▶ Task statement: Would you please restate the data exactly as it stands, apart from the pictures?

▶ Information:
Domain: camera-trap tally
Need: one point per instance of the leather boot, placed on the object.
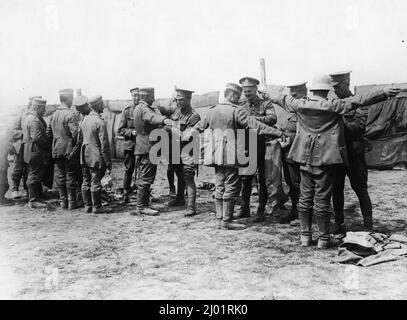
(339, 228)
(191, 207)
(63, 198)
(79, 199)
(260, 215)
(142, 203)
(177, 202)
(368, 223)
(219, 208)
(305, 228)
(87, 200)
(34, 201)
(245, 206)
(97, 203)
(291, 216)
(125, 197)
(172, 192)
(324, 239)
(72, 199)
(227, 224)
(219, 211)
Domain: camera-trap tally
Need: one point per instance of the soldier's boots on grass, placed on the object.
(177, 202)
(87, 200)
(244, 211)
(15, 195)
(143, 194)
(291, 216)
(228, 207)
(324, 238)
(97, 203)
(34, 199)
(219, 211)
(260, 215)
(368, 224)
(339, 228)
(79, 199)
(172, 192)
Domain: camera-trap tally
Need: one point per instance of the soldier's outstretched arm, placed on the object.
(286, 102)
(105, 145)
(270, 118)
(16, 131)
(48, 131)
(77, 147)
(343, 106)
(151, 117)
(73, 125)
(123, 130)
(247, 121)
(357, 124)
(37, 134)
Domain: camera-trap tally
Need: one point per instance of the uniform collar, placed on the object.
(94, 113)
(63, 106)
(229, 103)
(313, 97)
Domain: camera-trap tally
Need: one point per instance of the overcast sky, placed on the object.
(107, 47)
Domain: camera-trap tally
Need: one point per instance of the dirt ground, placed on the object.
(55, 254)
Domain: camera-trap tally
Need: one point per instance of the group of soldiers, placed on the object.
(321, 144)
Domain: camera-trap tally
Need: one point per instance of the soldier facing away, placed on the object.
(263, 111)
(185, 167)
(355, 125)
(319, 148)
(63, 131)
(221, 119)
(20, 168)
(292, 169)
(126, 129)
(145, 120)
(94, 156)
(37, 148)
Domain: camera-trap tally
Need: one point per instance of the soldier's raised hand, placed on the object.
(391, 92)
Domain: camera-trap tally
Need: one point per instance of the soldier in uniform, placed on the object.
(221, 119)
(319, 147)
(94, 156)
(82, 109)
(355, 125)
(263, 111)
(36, 150)
(20, 168)
(145, 120)
(126, 129)
(63, 131)
(291, 168)
(6, 148)
(185, 168)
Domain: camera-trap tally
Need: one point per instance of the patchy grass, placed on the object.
(119, 256)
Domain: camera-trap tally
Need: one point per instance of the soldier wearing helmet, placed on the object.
(355, 125)
(319, 147)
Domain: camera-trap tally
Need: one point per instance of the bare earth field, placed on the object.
(58, 254)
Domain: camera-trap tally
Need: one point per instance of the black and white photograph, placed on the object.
(203, 151)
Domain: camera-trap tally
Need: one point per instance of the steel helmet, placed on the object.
(321, 82)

▶ Response to the task:
Domain: camera-trap tally
Need: one point per instance of the leather boot, placed on the object.
(339, 228)
(191, 207)
(63, 198)
(79, 199)
(260, 215)
(142, 203)
(177, 202)
(368, 223)
(219, 208)
(305, 228)
(87, 200)
(34, 201)
(245, 206)
(97, 203)
(291, 216)
(125, 197)
(172, 192)
(324, 239)
(72, 199)
(227, 224)
(219, 211)
Domain: camera-trap tally
Need: one point per instance of the soldier's boots on grass, placed on the object.
(177, 202)
(87, 200)
(244, 211)
(15, 195)
(143, 194)
(291, 216)
(228, 207)
(324, 238)
(97, 203)
(34, 199)
(219, 211)
(260, 215)
(368, 224)
(339, 228)
(79, 199)
(172, 192)
Domain: camera-trap tally
Need: one point per instance of the soldier's outstretched arm, placed on the object.
(286, 102)
(105, 145)
(270, 118)
(16, 131)
(48, 131)
(77, 147)
(343, 106)
(151, 117)
(73, 125)
(123, 130)
(247, 121)
(357, 124)
(37, 134)
Domain: camera-trap tally
Need: one point per instance of the uniform collar, placed on the object.
(94, 113)
(63, 106)
(229, 103)
(313, 97)
Domain: camera-trap tally
Need: one point per instance of the overcast sky, placed on the object.
(107, 47)
Domain: camera-trap tally
Need: one point per instance of the dirt ground, placed on the object.
(55, 254)
Domain: camera-trap tally
Need: one point per instance of the group of soldiers, placed on the object.
(321, 144)
Domain: camera-trap tally
Need: one point per instance of the soldier facing away, placed on the object.
(263, 111)
(185, 167)
(355, 125)
(319, 148)
(63, 131)
(221, 119)
(20, 168)
(292, 169)
(126, 129)
(145, 120)
(94, 156)
(37, 148)
Domain: camera-trap tally
Need: one point per instance of the soldier's raised hand, placed on the object.
(391, 92)
Domain: camera-trap tally
Need: one point per instance of the soldier in uniform, placed on the object.
(221, 119)
(319, 147)
(94, 156)
(82, 109)
(355, 125)
(263, 111)
(36, 150)
(20, 168)
(145, 120)
(126, 129)
(63, 131)
(291, 168)
(6, 148)
(185, 168)
Domain: camera-trap tally
Need: one point per instance of the patchy grass, placed on the object.
(119, 256)
Domain: camera-trap tally
Need: one point per instance of the soldier wearing helmet, placed on the object.
(355, 125)
(319, 147)
Domain: camera-trap tally
Need: one point per instance of the bare earth field, placed on the object.
(58, 254)
Domain: camera-trap tally
Need: one point per instance of the black and white photograph, placed on the object.
(203, 151)
Domain: camera-trap tally
Need: one point per instance of the steel helmet, placed on the object.
(321, 82)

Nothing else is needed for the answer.